◆ Exercise brief:
The comments below name the properties found in section 3.4. List all of them, each with its number.

**** Text

EGAD and ICA should re-start the development process on a new, transparent and fair basis, publishing the criteria for selecting the countries and their representatives, and making a public call for participation. From that point, much of the work done can be saved, but it has to be the outcome of a fair process, starting with a clean slate.
This is an opportunity for a radical change, and the adoption of a different attitude towards standards development. Standards should be the result of a transparent and inclusive process. The ICA could show the international community that there is a different approach, a different way of leading these processes. This may encourage the many people and groups who are unsatisfied with the status quo methods of designing what is supposed to be a professional standard to speak out, to participate. Some critical voices have already been raised. We are raising our voices too, and we will encourage professional associations and groups to ask for a fair and transparent process aimed at developing a new professional standard.
Thank you for this opportunity to comment. We hope that you find our comments helpful, and that they will be addressed.
5. Appendix: Selected comments on specific clauses or references
Page 11: “Description of the Records contained in a Record Set is further differentiated into two categories: summary description of the contained Records (for example, a date range for the span of time within which the contained Records were created), and the shared properties or relations the Records have that designate them as members of a Record Set (for example, all contained Records document the same Function, or all share the same Documentary Form). […] The summary properties are not properties of the contained Records as such, but an overview of them, reduced to an abstract. The shared properties or relations recorded at the level of the Record Set, however, are legitimately properties or relations of each of the member Records of a Record Set.”
1) Editorial note: here and elsewhere the document uses the term “property” in place of “value”, which is a clear mistake. It is not the properties that are shared, it is their values. Properties are categories—they are shared by definition, if they can be applied to all individuals of a class.
2) The above distinction (summary properties and shared properties) is not completely consistent with the list of properties presented in the subsequent pages. In fact, section 3.4 lists the “Properties of Record Set” (page 26-28), section 3.5 (page 28-29) lists the “Properties Summarizing the Members of a Record Set”, and section 3.6 (page 29-30) lists the “Properties Shared by All Member Records of a Record Set”. It is not clear what the nature of the properties listed in 3.4 is. Such properties are: P22 Authenticity and Integrity Note, P23 Type, P24 Accrual Note, P25 Accrual Status, P26 Arrangement, P27 Classification, P28 History. Therefore, they seem to be by all means “properties summarizing the members of a record set”, yet they are put in a different section—they are neither summary properties nor shared properties.
3) The above distinction is not very clear. Summary properties are presented as being an overview of all the Records included in the Record Set, whereas shared properties have the same value for both the Record Set and its Records. However, summary properties too may have the same value for both Records and Record Set—for example, P31 Scope and content is defined as a summary property of the Record Set. Nonetheless, its value may well be the same for all Records in the Record Set. This would be indeed a peculiar situation, but the general question is: why differentiate between shared and summary properties? why not just simply list the properties? RiC-CM does not say a word on the rationale for such distinction. Perhaps the intention for such a distinction is to identify those properties whose value is inherited by lower levels. In case, rather than considering a property as summary or shared per se, it is much more simple and useful to eliminate any distinction and create one single property – say, Px Shared – to identify those properties whose value holds for both the Record Set and its Records. This way, for example, P31 Scope and content would describe the scope and content of the Record Set. If its value is the same for all the Records in the Record Set, the boolean property Px Shared may be set to Yes, so that we all would know that such value holds for all Records in the Record Set.

********
**** Extracted material

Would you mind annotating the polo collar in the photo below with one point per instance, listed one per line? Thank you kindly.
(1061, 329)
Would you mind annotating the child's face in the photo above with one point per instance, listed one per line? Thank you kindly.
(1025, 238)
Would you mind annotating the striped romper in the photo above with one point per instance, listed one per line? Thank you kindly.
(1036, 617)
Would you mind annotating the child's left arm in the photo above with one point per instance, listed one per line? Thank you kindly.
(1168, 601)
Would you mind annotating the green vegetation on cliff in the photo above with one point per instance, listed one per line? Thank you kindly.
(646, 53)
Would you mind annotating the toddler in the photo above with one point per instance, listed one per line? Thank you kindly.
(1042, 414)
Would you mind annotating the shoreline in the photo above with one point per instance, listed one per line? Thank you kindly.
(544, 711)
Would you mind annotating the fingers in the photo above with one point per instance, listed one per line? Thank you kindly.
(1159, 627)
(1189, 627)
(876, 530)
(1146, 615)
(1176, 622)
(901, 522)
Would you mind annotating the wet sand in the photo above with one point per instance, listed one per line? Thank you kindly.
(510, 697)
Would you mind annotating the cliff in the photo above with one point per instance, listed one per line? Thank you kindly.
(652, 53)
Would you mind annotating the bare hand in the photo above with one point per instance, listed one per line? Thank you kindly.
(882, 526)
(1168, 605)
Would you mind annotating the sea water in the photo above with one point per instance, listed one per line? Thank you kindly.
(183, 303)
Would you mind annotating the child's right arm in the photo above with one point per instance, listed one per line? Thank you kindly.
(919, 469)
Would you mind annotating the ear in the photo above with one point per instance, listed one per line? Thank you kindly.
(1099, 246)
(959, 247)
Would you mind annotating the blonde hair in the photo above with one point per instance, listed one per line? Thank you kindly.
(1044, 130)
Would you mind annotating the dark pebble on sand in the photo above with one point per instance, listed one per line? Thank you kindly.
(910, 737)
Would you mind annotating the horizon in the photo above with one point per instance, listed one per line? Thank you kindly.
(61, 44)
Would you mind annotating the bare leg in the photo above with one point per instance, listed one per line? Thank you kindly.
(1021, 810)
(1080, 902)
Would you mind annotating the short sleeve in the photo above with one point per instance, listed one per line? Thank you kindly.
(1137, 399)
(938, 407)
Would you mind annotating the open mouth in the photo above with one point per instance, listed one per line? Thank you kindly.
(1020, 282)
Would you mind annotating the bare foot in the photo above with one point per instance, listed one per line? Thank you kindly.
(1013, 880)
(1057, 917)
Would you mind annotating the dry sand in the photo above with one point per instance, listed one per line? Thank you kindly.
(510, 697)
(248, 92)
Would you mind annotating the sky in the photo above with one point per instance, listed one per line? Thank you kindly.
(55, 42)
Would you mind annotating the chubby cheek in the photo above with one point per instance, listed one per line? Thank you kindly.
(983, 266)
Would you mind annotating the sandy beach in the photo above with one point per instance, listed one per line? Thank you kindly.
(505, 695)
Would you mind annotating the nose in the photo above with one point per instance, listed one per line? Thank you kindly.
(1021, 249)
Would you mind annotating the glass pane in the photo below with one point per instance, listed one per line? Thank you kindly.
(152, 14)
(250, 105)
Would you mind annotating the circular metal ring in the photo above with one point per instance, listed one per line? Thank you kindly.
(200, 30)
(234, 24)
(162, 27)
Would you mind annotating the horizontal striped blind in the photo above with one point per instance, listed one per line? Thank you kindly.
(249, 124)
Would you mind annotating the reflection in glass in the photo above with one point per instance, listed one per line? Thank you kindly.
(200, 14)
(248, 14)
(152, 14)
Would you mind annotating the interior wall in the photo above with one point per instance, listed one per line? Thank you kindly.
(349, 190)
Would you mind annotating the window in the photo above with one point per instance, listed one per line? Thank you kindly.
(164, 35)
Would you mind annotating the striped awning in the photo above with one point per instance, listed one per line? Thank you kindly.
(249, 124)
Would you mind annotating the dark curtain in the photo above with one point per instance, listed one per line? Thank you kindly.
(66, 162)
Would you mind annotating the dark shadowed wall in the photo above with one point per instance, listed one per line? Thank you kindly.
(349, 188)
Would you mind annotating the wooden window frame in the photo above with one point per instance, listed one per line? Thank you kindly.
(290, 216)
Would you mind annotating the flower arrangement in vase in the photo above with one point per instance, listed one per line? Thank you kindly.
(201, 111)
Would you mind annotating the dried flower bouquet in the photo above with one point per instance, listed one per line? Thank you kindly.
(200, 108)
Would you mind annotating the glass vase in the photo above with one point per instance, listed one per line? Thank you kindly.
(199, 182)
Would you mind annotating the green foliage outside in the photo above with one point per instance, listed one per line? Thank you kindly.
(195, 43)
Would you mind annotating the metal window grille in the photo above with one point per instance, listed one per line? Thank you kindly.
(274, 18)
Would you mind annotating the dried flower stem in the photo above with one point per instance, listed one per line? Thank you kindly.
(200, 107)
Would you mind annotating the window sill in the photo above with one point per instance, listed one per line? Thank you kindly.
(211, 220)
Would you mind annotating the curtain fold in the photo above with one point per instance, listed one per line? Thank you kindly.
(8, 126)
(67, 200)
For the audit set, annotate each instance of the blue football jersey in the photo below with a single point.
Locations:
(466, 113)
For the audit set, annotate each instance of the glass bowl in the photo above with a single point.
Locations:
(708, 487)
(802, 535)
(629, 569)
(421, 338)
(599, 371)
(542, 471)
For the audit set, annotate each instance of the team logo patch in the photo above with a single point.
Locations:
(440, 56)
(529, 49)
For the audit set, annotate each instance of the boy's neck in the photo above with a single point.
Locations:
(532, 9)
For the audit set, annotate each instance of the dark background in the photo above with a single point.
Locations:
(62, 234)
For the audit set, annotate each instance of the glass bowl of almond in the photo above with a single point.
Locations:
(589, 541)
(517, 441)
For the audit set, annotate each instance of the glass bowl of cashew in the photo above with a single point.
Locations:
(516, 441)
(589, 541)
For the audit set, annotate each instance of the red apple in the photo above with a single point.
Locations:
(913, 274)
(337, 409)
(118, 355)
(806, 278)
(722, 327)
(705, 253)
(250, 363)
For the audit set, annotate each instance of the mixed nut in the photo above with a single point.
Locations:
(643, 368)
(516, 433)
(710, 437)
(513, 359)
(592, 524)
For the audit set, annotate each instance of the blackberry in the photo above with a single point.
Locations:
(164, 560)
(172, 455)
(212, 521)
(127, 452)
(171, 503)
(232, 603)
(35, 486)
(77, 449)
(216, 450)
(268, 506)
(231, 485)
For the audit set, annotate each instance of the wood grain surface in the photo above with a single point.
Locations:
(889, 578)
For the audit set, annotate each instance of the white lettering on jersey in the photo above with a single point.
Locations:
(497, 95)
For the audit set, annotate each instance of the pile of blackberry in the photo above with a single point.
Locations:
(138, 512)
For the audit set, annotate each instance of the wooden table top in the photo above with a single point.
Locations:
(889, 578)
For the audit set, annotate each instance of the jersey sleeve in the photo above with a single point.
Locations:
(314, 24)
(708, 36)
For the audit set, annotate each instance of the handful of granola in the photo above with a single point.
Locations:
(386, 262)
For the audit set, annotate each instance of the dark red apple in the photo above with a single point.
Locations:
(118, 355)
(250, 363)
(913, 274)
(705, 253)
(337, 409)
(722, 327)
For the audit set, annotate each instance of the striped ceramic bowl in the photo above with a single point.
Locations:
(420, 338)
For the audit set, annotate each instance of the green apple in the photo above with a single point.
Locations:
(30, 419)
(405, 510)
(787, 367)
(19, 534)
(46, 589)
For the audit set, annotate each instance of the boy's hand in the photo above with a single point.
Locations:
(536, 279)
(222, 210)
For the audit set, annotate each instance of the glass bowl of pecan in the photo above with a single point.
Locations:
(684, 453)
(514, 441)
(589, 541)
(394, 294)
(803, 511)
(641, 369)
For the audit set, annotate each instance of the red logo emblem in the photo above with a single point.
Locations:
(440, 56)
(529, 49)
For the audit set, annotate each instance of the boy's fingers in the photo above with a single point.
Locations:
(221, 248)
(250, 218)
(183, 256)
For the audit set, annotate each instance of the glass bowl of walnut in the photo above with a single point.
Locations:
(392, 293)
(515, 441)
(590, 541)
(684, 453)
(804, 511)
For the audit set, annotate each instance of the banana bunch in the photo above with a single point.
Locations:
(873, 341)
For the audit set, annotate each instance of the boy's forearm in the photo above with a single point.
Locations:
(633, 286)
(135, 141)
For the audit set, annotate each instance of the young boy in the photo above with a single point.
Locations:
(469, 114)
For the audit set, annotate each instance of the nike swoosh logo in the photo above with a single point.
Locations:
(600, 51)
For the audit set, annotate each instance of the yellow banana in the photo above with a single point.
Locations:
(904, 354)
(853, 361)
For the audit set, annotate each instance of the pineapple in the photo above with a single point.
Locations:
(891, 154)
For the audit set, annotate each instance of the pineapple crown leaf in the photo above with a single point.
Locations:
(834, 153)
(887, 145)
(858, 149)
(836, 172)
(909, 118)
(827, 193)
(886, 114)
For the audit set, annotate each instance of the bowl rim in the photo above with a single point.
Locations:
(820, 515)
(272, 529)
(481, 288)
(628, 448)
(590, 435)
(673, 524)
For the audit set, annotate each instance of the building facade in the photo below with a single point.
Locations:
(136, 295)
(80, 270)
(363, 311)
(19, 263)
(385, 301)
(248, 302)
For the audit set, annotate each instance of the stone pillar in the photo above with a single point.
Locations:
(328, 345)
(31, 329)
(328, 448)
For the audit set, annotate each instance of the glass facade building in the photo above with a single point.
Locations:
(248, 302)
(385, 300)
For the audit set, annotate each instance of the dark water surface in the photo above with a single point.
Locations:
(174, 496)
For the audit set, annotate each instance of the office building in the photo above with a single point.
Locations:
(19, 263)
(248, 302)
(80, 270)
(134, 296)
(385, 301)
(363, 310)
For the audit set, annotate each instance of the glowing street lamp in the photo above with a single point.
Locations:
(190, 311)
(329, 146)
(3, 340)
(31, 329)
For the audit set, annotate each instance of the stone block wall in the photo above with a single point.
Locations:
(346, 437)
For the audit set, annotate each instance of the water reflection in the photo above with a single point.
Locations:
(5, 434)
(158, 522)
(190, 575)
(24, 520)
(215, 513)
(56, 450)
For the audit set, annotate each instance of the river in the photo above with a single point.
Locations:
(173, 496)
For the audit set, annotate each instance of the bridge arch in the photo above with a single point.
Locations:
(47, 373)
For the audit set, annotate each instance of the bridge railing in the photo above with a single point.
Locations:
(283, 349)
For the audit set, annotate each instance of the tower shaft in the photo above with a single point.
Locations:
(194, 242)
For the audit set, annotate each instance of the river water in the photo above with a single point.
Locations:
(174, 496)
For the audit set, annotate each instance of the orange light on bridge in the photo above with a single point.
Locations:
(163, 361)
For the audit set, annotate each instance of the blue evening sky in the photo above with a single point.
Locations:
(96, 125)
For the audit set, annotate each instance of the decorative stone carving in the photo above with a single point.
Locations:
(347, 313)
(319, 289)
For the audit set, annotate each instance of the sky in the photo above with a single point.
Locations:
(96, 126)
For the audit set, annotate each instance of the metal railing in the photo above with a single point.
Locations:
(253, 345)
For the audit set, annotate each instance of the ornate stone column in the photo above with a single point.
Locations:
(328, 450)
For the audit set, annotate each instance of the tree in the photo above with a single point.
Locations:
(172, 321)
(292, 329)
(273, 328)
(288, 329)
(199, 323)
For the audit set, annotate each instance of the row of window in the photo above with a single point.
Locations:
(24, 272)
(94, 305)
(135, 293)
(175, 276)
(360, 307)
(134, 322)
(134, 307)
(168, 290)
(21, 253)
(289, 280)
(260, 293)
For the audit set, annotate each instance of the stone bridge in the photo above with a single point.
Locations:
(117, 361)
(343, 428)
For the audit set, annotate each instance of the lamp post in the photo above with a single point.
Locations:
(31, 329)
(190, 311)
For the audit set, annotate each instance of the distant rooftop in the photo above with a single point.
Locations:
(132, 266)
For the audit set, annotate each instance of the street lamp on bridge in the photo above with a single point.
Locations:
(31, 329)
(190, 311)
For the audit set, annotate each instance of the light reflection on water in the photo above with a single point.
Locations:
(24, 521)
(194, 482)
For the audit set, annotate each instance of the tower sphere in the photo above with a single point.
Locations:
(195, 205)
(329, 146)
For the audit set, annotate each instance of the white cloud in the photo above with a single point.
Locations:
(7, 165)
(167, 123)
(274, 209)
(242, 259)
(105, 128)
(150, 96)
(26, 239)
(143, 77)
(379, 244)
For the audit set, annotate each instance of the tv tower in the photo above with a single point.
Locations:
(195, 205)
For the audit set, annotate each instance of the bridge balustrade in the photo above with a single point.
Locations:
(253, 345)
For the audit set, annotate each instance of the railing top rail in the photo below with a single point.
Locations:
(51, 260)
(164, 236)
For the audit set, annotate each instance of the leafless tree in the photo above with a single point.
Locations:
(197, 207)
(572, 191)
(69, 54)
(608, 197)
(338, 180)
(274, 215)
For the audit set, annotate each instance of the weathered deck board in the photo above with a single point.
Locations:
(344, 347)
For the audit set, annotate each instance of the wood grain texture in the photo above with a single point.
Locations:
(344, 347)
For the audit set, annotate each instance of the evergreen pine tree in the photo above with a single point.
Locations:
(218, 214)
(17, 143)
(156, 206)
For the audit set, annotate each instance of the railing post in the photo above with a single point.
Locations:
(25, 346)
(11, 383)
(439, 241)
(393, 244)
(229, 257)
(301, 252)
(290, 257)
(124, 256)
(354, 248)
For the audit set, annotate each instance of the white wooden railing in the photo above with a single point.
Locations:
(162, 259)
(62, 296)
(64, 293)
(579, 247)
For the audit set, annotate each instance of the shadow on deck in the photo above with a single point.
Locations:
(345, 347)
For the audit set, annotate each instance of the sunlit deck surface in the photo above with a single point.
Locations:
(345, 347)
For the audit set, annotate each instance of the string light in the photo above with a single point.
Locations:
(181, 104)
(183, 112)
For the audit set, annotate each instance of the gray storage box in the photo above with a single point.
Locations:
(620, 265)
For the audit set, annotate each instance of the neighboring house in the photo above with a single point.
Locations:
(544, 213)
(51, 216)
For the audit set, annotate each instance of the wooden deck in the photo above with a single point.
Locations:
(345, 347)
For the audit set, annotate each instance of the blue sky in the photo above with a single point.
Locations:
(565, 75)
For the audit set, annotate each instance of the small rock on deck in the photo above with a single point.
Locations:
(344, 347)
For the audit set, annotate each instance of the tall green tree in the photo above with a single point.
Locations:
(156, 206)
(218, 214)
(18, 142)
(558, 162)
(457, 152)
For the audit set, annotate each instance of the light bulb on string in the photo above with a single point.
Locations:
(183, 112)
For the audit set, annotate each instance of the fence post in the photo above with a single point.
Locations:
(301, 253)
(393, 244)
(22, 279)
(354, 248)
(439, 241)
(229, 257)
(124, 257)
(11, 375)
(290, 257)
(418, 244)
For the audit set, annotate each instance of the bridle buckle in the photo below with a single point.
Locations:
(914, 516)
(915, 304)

********

◆ Result below:
P22 Authenticity and Integrity Note
P23 Type
P24 Accrual Note
P25 Accrual Status
P26 Arrangement
P27 Classification
P28 History